### WRITTEN INSTRUCTION
Could you repeat the lines of the records starting at the one containing "locate chair leg -- one point per instance" and ending at the last line, both included, with the request lines unchanged and every coordinate offset by 142?

### A block of data
* begin *

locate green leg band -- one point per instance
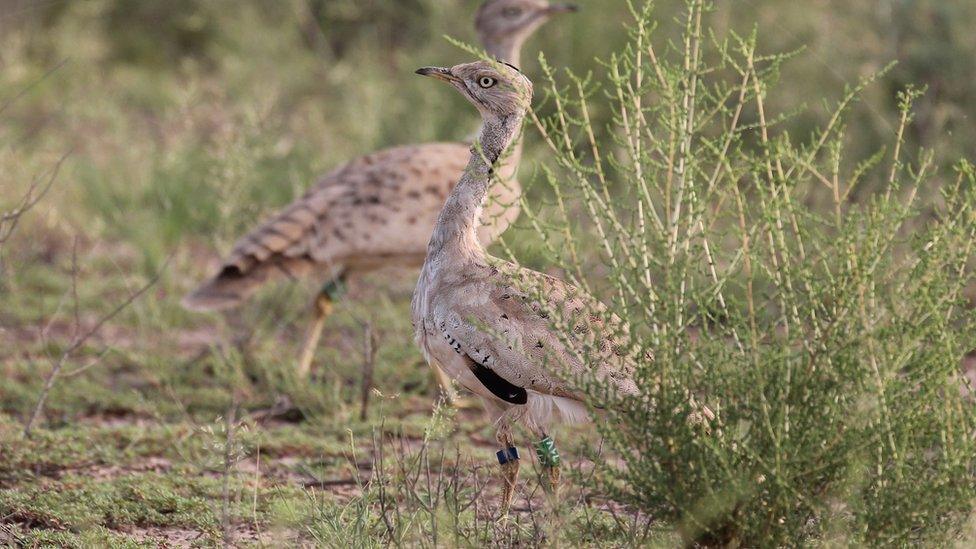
(546, 450)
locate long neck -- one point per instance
(455, 233)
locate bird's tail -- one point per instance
(232, 286)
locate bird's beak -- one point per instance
(439, 73)
(561, 7)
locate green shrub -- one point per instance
(826, 340)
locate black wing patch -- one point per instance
(512, 394)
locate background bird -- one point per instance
(377, 210)
(510, 335)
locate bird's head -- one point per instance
(513, 21)
(498, 90)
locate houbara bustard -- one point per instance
(377, 210)
(510, 335)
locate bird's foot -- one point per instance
(509, 461)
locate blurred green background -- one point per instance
(172, 106)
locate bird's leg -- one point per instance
(322, 306)
(549, 459)
(508, 459)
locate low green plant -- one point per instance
(826, 341)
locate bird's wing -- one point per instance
(374, 209)
(534, 332)
(345, 208)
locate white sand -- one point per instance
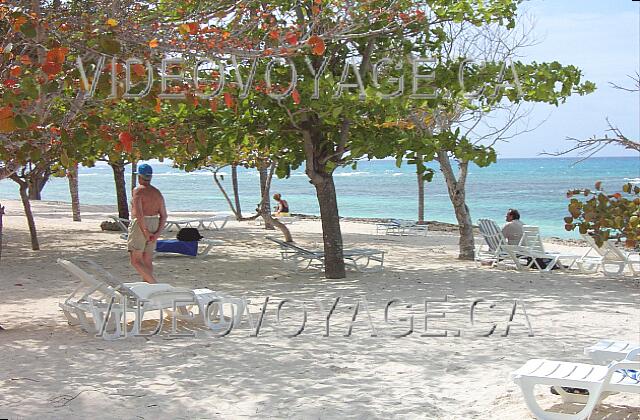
(52, 370)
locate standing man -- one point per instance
(513, 229)
(148, 216)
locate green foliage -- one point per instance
(605, 215)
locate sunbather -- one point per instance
(282, 209)
(148, 218)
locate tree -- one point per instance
(587, 148)
(606, 215)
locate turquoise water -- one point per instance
(536, 187)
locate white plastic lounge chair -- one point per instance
(599, 381)
(121, 223)
(608, 256)
(606, 351)
(401, 228)
(217, 222)
(531, 244)
(300, 259)
(493, 248)
(285, 220)
(140, 296)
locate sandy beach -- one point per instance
(52, 370)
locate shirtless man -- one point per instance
(148, 217)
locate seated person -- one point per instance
(282, 209)
(512, 230)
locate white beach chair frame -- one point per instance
(141, 297)
(399, 227)
(208, 223)
(599, 381)
(606, 256)
(299, 259)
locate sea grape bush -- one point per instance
(606, 215)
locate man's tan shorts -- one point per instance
(136, 240)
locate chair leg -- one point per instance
(527, 387)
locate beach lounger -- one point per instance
(300, 259)
(494, 241)
(606, 257)
(599, 381)
(141, 297)
(189, 248)
(533, 244)
(217, 222)
(606, 351)
(401, 228)
(123, 224)
(285, 220)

* end *

### EXPECTED ANSWER
locate chair leg -- one point per instance
(669, 529)
locate beach lounger -- one point per instance
(442, 401)
(636, 383)
(748, 399)
(741, 523)
(283, 439)
(331, 390)
(675, 386)
(359, 364)
(748, 493)
(543, 370)
(265, 366)
(427, 362)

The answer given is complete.